Every line below containing the word "blonde" should be found and copied.

___

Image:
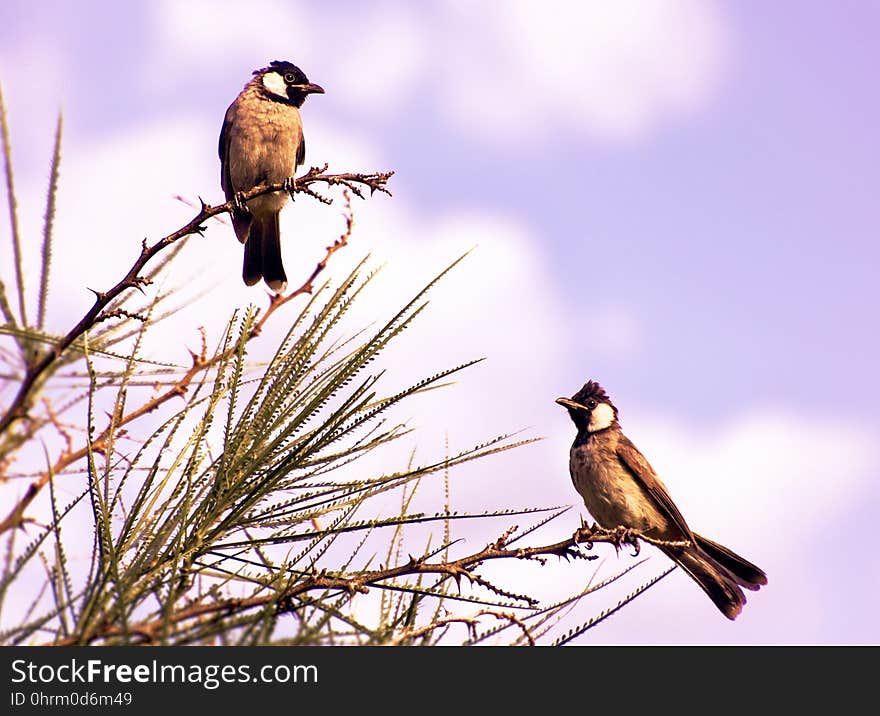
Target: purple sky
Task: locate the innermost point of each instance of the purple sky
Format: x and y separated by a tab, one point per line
678	201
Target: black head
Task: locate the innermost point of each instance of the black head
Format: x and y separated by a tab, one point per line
285	82
590	408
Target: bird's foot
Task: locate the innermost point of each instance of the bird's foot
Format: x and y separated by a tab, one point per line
626	535
585	531
290	187
238	200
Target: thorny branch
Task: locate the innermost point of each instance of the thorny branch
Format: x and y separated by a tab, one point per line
289	600
18	408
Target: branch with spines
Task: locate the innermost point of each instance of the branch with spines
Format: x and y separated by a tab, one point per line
376	181
288	601
200	362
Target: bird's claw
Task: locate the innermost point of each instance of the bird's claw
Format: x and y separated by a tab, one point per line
238	200
626	535
290	187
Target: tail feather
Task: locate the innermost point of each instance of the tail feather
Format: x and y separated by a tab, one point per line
741	570
715	580
273	268
252	270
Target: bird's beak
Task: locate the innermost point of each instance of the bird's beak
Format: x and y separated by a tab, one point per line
309	88
566	403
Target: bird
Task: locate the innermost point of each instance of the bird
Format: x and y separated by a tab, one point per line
620	489
261	142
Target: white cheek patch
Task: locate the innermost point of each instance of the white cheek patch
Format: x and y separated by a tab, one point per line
601	417
274	82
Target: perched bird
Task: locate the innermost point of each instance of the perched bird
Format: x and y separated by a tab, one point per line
262	143
620	488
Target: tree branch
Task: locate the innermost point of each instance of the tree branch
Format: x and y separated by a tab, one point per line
132	279
286	601
16	516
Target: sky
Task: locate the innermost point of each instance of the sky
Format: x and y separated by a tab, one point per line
676	198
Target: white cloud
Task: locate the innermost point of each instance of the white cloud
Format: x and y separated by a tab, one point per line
613	71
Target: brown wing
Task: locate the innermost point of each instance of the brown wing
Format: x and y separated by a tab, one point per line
644	474
301	150
223	151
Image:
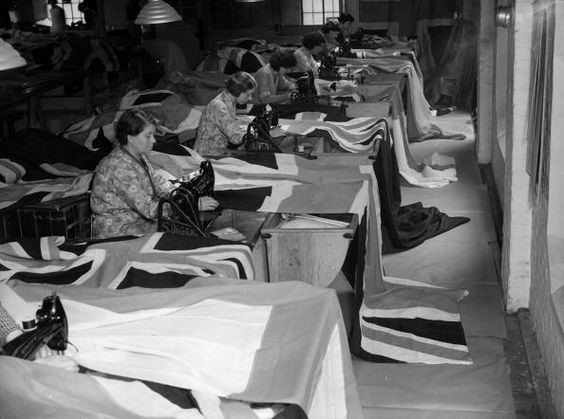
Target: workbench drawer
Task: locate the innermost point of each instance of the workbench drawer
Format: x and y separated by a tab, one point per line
312	254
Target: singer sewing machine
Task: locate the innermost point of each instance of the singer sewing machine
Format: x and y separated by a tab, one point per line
51	329
328	69
258	138
306	92
179	212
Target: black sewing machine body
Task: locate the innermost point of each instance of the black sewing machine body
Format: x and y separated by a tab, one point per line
328	69
182	212
51	330
306	92
258	138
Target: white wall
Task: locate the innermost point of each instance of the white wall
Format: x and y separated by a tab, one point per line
516	252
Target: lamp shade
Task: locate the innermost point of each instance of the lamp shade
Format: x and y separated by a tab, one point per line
155	12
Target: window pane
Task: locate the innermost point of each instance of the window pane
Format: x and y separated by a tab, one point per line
308	18
318	19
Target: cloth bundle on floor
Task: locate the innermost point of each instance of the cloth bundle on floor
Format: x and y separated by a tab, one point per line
340	184
229	60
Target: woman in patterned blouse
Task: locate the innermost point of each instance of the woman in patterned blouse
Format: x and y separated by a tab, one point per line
126	190
219	125
272	85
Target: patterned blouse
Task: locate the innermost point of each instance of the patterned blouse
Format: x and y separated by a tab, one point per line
305	61
219	126
269	83
125	195
7	325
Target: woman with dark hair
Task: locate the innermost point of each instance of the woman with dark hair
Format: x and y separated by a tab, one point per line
126	191
272	85
219	125
333	35
313	44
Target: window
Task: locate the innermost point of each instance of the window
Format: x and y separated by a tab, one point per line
316	12
72	14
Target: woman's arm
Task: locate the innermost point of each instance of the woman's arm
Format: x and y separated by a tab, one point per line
128	186
228	124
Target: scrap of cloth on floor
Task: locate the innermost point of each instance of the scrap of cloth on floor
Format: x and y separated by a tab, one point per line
344	184
421	124
168	310
403	227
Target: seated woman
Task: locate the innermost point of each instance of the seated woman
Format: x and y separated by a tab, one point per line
333	36
125	190
313	45
219	125
272	85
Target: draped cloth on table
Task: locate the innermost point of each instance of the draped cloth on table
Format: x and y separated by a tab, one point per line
405	18
357	135
403	227
162	309
414	329
421	124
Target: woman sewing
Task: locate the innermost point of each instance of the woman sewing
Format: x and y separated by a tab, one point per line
219	126
272	85
125	190
313	45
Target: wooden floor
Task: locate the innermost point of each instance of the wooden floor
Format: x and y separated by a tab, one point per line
502	383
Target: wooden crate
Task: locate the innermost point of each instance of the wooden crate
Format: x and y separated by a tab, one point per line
69	217
312	255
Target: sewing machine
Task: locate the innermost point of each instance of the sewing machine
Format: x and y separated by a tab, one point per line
51	329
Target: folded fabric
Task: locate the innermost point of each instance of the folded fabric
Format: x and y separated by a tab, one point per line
10	171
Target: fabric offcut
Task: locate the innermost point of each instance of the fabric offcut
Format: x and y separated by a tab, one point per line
335	184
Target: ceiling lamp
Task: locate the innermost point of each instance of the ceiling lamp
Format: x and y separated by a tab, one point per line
156	12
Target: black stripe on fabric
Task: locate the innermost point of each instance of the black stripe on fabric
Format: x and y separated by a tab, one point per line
151	98
32	247
439	330
55	278
260	159
240	268
140	278
243	199
169	241
79	248
32	198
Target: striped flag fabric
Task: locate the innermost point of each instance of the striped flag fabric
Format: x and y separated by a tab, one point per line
240	340
347	184
18	194
158	260
356	135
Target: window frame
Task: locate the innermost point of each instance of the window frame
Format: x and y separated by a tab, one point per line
333	14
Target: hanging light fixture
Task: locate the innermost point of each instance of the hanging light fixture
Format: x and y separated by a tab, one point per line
156	12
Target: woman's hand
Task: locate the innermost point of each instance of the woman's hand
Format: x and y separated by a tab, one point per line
47	356
207	203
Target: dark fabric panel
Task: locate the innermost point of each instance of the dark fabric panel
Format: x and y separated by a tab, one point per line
140	278
56	278
408	226
261	159
443	331
151	98
242	273
175	242
246	199
32	247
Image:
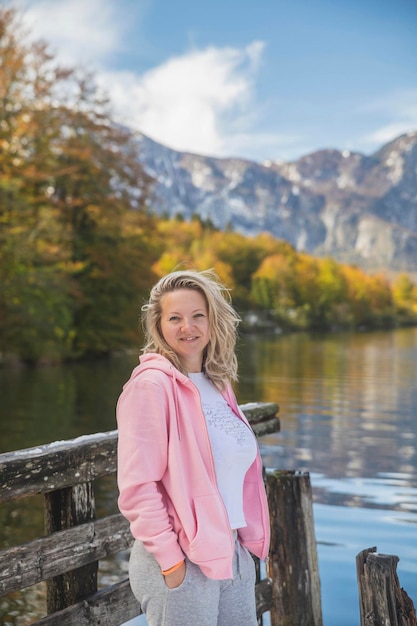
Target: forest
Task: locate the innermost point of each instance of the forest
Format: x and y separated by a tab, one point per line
80	245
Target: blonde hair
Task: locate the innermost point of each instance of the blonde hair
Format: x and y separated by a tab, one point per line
219	361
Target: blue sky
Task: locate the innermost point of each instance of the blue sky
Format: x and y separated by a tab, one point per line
264	80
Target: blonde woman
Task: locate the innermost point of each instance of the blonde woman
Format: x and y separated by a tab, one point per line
189	468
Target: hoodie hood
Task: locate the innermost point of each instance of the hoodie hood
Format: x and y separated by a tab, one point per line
154	361
151	361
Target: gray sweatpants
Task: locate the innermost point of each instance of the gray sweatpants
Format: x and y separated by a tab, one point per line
198	601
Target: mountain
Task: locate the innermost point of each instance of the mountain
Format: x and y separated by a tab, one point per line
356	208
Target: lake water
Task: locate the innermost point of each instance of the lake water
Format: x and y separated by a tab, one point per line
348	405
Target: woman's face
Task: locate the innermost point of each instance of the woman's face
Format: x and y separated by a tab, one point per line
185	326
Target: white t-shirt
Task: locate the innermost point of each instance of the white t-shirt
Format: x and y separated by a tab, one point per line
233	445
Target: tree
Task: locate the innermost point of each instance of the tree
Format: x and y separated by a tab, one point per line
75	235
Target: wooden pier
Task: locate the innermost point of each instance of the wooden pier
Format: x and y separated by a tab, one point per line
67	558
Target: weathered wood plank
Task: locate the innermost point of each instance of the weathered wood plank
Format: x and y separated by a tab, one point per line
263	595
57	465
381	598
117	604
65	509
293	562
30	563
62	464
110	607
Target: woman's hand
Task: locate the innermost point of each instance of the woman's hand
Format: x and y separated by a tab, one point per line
176	578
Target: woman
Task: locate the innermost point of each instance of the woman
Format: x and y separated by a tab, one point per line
189	468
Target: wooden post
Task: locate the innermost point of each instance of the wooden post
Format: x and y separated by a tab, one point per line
381	599
66	508
293	563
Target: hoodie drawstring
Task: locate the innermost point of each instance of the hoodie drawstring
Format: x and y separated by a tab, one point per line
176	401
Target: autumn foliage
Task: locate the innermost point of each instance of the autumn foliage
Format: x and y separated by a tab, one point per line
80	247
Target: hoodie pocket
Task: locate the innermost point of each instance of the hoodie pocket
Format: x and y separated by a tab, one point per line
213	538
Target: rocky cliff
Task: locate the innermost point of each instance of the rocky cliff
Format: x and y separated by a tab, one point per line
356	208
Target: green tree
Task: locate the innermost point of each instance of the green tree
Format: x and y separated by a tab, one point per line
76	242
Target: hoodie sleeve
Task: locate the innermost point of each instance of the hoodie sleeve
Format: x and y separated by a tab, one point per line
142	417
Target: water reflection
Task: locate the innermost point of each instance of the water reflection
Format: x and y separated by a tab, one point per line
346	402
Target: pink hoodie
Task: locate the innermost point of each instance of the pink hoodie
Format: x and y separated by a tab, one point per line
166	474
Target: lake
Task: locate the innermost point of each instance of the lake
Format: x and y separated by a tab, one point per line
348	405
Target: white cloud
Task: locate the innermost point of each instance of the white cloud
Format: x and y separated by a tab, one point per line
400	108
191	102
78	31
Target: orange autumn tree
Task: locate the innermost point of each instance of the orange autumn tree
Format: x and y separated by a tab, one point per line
75	239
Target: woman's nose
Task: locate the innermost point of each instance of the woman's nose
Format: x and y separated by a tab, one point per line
187	323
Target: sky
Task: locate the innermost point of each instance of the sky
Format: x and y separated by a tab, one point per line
261	80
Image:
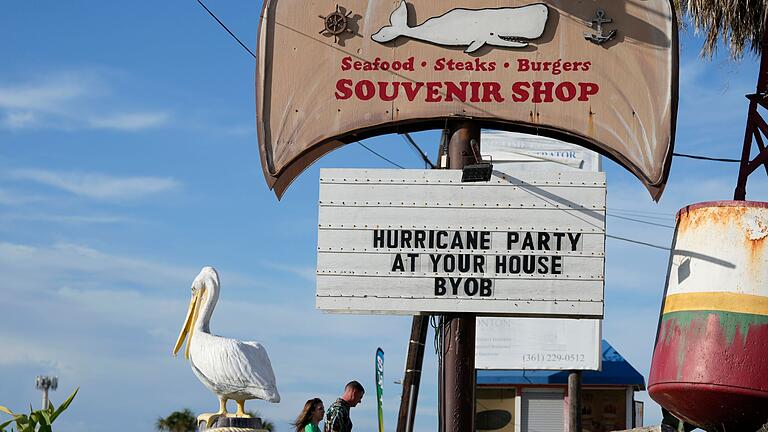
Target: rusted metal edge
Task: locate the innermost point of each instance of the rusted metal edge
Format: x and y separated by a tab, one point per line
723	203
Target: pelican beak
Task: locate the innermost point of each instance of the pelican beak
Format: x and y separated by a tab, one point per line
188	327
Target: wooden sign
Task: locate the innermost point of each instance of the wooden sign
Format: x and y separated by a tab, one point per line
601	74
411	241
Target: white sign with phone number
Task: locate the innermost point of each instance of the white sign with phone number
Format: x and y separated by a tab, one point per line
526	343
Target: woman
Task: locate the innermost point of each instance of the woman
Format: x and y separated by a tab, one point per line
310	416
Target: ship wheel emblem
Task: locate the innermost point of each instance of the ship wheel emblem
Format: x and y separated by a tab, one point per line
336	24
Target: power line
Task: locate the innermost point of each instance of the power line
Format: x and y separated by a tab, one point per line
228	31
407	137
641	221
637	242
706	158
371	150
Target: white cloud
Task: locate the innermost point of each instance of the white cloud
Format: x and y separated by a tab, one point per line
19	120
70	101
97	186
67	219
307	273
46	94
130	121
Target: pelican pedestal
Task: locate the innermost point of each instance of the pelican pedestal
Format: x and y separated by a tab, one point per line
233	424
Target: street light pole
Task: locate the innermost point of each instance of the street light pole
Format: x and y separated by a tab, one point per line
44	383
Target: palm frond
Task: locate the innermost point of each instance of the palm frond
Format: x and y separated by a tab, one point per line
738	24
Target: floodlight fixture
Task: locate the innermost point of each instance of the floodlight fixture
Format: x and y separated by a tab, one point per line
45	383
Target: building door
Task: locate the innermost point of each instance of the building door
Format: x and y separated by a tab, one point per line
543	411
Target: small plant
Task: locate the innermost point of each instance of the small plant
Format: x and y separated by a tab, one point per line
36	420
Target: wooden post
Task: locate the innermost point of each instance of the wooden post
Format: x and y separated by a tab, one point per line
574	401
412	378
459	329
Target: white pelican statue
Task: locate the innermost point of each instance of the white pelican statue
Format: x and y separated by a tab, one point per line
230	368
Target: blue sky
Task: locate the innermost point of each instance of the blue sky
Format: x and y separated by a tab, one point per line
128	160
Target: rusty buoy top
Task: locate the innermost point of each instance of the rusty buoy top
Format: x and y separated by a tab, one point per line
709	364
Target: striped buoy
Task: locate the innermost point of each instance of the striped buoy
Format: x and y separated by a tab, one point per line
710	360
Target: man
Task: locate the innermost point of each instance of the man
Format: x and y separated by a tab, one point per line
337	416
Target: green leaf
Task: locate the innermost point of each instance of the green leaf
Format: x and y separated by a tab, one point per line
64	405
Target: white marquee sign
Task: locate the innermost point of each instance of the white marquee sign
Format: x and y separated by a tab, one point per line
411	241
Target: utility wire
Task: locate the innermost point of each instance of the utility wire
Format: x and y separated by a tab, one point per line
637	242
407	137
706	158
371	150
640	221
228	31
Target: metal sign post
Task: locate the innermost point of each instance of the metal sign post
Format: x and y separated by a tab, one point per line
459	330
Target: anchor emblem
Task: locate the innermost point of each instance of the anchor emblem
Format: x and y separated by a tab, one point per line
597	24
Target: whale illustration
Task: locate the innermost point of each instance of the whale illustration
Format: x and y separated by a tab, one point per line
510	27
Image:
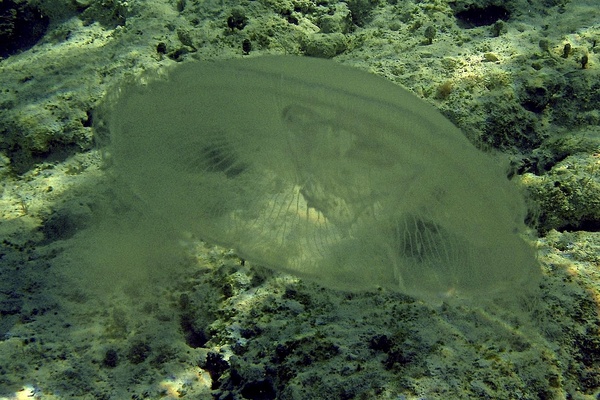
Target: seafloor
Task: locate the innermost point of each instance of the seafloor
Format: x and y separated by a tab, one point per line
149	321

___

▶ [Task output]:
Target: blonde hair
Task: locate the innermost point of each instance of the blonde hair
Target: blonde woman
Task: locate the innermost point of each instance of the blonde woman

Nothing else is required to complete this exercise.